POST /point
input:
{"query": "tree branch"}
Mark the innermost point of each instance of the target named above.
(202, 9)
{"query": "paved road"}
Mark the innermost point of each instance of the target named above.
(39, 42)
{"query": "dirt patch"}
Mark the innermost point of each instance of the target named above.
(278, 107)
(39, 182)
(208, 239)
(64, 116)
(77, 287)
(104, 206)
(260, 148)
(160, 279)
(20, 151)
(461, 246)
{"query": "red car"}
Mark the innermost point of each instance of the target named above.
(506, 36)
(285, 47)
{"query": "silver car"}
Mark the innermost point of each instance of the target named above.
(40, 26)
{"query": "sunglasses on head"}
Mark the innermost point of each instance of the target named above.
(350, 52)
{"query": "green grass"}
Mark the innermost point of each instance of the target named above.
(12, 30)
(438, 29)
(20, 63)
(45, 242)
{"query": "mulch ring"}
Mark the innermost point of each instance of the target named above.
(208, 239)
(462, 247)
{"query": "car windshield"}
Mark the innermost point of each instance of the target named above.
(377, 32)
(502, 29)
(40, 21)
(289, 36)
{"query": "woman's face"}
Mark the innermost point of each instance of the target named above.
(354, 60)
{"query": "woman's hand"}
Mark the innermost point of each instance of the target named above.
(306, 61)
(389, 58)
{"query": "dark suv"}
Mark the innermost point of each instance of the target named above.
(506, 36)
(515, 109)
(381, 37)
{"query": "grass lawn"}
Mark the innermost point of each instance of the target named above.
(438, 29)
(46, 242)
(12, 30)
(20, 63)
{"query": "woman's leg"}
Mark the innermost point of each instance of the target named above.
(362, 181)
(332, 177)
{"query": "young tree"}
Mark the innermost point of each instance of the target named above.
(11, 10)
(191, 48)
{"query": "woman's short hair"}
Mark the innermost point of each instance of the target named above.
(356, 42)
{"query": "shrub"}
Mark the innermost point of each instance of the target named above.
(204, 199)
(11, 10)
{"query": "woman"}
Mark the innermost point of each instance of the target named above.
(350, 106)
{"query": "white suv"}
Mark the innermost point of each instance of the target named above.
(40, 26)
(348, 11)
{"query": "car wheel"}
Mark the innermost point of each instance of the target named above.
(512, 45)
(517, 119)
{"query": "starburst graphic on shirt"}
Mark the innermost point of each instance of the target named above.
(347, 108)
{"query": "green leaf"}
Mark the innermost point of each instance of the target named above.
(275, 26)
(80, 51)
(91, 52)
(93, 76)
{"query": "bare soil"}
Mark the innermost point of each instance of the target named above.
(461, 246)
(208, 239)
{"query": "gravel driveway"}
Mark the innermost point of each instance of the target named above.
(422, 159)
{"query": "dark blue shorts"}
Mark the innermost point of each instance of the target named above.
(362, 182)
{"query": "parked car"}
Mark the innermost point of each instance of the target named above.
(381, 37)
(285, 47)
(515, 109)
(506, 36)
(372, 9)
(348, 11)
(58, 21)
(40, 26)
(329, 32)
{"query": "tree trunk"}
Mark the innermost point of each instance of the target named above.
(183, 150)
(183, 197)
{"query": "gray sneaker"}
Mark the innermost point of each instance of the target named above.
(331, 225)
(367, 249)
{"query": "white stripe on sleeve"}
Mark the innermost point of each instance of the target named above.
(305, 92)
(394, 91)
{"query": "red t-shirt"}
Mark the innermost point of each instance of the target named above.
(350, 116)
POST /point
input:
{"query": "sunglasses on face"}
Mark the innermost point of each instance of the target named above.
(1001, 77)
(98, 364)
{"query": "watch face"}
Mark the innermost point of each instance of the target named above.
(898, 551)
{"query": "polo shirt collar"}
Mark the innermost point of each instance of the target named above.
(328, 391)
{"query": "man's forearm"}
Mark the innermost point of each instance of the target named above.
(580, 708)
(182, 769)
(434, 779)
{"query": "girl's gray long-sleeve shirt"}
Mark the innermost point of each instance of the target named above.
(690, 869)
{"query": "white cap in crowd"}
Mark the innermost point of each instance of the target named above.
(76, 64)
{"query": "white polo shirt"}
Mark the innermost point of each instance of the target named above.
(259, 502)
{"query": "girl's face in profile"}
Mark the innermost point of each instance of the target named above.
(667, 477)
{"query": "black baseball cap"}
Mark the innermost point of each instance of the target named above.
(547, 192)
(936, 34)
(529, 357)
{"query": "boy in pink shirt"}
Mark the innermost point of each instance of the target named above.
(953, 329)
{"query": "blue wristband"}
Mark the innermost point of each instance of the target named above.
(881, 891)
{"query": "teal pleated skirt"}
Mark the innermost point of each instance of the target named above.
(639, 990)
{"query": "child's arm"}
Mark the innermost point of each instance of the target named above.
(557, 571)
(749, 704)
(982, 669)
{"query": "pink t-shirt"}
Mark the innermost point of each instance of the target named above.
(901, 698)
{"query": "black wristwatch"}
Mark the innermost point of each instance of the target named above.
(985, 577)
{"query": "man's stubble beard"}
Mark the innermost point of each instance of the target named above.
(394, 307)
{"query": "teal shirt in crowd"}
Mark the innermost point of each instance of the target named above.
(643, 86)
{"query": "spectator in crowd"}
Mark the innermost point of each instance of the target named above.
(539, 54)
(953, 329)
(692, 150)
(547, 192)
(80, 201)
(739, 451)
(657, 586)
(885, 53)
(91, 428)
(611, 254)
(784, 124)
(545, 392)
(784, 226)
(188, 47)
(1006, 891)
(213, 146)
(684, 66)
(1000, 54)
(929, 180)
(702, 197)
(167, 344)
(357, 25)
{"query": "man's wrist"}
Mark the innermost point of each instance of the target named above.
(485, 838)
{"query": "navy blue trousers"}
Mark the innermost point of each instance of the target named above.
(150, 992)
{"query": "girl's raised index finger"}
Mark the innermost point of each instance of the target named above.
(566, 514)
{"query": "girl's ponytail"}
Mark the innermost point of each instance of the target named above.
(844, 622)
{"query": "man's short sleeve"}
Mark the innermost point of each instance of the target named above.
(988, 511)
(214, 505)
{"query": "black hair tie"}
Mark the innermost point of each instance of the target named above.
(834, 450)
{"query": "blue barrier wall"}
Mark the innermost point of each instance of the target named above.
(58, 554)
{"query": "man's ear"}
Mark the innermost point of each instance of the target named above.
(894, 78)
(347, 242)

::::::::

#### Task goal:
Output the records exactly, including every line.

#### Solution to this exercise:
POST /point
input:
{"query": "tree branch"}
Mark the innermost point of each instance of the target named above.
(202, 9)
{"query": "paved road"}
Mark the innermost point of each instance of the target named above.
(39, 42)
{"query": "dirt patch"}
Mark the innermost point of each instance of the target named above.
(278, 107)
(39, 182)
(208, 239)
(64, 116)
(77, 287)
(104, 206)
(260, 148)
(160, 279)
(20, 151)
(461, 246)
{"query": "red car"}
Mark the innermost point of each instance of the target named above.
(506, 36)
(285, 47)
{"query": "silver car"}
Mark the innermost point of each instance of the target named above.
(40, 26)
{"query": "sunglasses on head"}
Mark the innermost point of each instance of the target named above.
(350, 52)
{"query": "green grass"}
Mark the innermost point of each instance of the target named above.
(12, 30)
(438, 29)
(20, 63)
(45, 242)
{"query": "mulch ring"}
Mark the innermost point of each instance of the target named above.
(208, 239)
(462, 247)
{"query": "car windshield"}
Mark the innermost point of each instance of the target named above.
(377, 32)
(502, 29)
(40, 21)
(289, 36)
{"query": "woman's face"}
Mark the innermost point of each instance of the target named above.
(354, 60)
{"query": "woman's hand"}
Mark the innermost point of each instance of the target named above.
(306, 61)
(389, 58)
{"query": "dark suv"}
Mark the innermost point of each instance of the target named above.
(506, 36)
(515, 109)
(381, 37)
{"query": "grass lawn"}
Mark the innermost point of each instance of the target named above.
(438, 29)
(46, 242)
(12, 30)
(20, 63)
{"query": "woman's leg"}
Mark the innermost point of each instance of the target named above.
(362, 181)
(332, 177)
{"query": "young tree"}
Mark the innermost point of each instance of the target named above.
(11, 10)
(191, 48)
{"query": "woman's short hair"}
Mark the innermost point of each instance of the target named above.
(356, 42)
{"query": "shrub"}
Mark the innermost point of each instance of the target named above.
(204, 199)
(11, 10)
{"query": "woman"}
Mark the innermost point of each instance of the target named above.
(350, 106)
{"query": "white suv"}
Mark the innermost point of each instance of the target named above.
(40, 26)
(348, 11)
{"query": "car wheel"}
Mark the innermost point of each instance of the target named above.
(512, 45)
(517, 119)
{"query": "starburst graphic on shirt"}
Mark the innermost point of each instance of the target named above.
(347, 108)
{"query": "green leaf"}
Mark the innermost point of each instance of the target named above.
(275, 26)
(80, 51)
(91, 52)
(93, 76)
{"query": "bare soil"}
Mark the innermost point of each instance of the target named above.
(461, 246)
(208, 239)
{"query": "gravel driveway"}
Mark the innermost point of each instance of the target named above.
(422, 159)
{"query": "dark blue shorts"}
Mark the innermost point of each instance of the target named above.
(362, 182)
{"query": "parked car"}
Mark the innermost point of each instance of the target named above.
(381, 37)
(285, 47)
(515, 109)
(506, 36)
(372, 9)
(348, 11)
(58, 21)
(40, 26)
(329, 32)
{"query": "tree trunk"}
Mark the innermost point of each instance of the target named above.
(183, 150)
(183, 197)
{"query": "gray sneaker"}
Mark the innermost point of each instance of the target named above.
(331, 225)
(367, 249)
{"query": "white stripe on sleeve"}
Mark the innermost point of each instance of the target named above.
(305, 92)
(394, 91)
{"query": "red t-shirt"}
Mark the innermost point of each instance of the target named above.
(350, 116)
POST /point
input:
{"query": "sunglasses on face"}
Mark the innermost point of each instance of the target named above.
(1001, 77)
(98, 364)
{"query": "watch face"}
Mark the innermost point of each instance of the target named above.
(898, 551)
{"query": "polo shirt collar"}
Mark the innermost point of each instance of the target named above.
(328, 391)
{"query": "man's forearm"}
Mark the innermost point of each instance of the target named above.
(580, 708)
(182, 769)
(434, 779)
{"query": "girl's gray long-sleeve shirt"}
Mark the innermost point of each instance of the target named above.
(690, 869)
{"query": "white cap in crowd"}
Mark the innermost point of each instance of the target named above.
(76, 64)
{"query": "white polo shirt"}
Mark the innermost point of each instance of the target named above.
(259, 502)
{"query": "girl's face in profile"}
Mark the innermost point of each instance of the target named above.
(667, 477)
{"query": "black baseball cap"}
Mark the innermost point of each instance of the target named above.
(547, 192)
(936, 34)
(529, 357)
{"query": "boy in pink shirt"}
Mark the innermost point of each instance of the target named above.
(953, 329)
{"query": "blue wristband"}
Mark the innermost point of each instance of the target named above.
(881, 891)
{"query": "teal pleated skirt"}
Mark the innermost point of each instance of the target named above.
(639, 990)
{"query": "child's arm"}
Mark the innermost point of each instance of the target named above.
(557, 571)
(749, 704)
(982, 669)
{"query": "pink t-shirt"}
Mark the innermost point of each instance of the target named above.
(901, 698)
{"query": "black wristwatch"}
Mark the innermost point of each instance of the target named above.
(985, 577)
{"query": "man's stubble beard"}
Mark the innermost point of each instance of the target named above.
(394, 307)
{"query": "teal shirt in crowd"}
Mark the innermost point of each instance of the target named above.
(643, 86)
{"query": "spectator in crowd"}
Mark the innermost point of each instance of the target named above.
(539, 54)
(953, 329)
(692, 150)
(547, 192)
(80, 201)
(739, 451)
(657, 586)
(885, 53)
(91, 428)
(611, 254)
(784, 124)
(545, 392)
(784, 226)
(188, 47)
(1006, 891)
(213, 146)
(684, 66)
(1000, 54)
(929, 180)
(702, 197)
(167, 344)
(357, 25)
{"query": "man's wrist"}
Mark the innermost point of each instance of the target named above.
(485, 838)
{"query": "navy blue trousers"}
Mark the innermost point of each instance of the target named above.
(150, 992)
{"query": "girl's raised index finger"}
Mark the innermost point of each instance of the target named above.
(566, 514)
{"query": "girl's ponytail"}
Mark the innermost point of each instance of the target named above.
(844, 622)
{"query": "man's short sleeve"}
Mark the innermost point of each instance of the target named above.
(988, 511)
(214, 505)
{"query": "black hair tie"}
Mark the innermost point of each instance of the target named above.
(834, 450)
{"query": "blue barrier wall"}
Mark the innermost point of each instance of the target named above.
(58, 554)
{"query": "man's ear"}
Mark the innermost point of each instance of the target named above.
(894, 78)
(347, 242)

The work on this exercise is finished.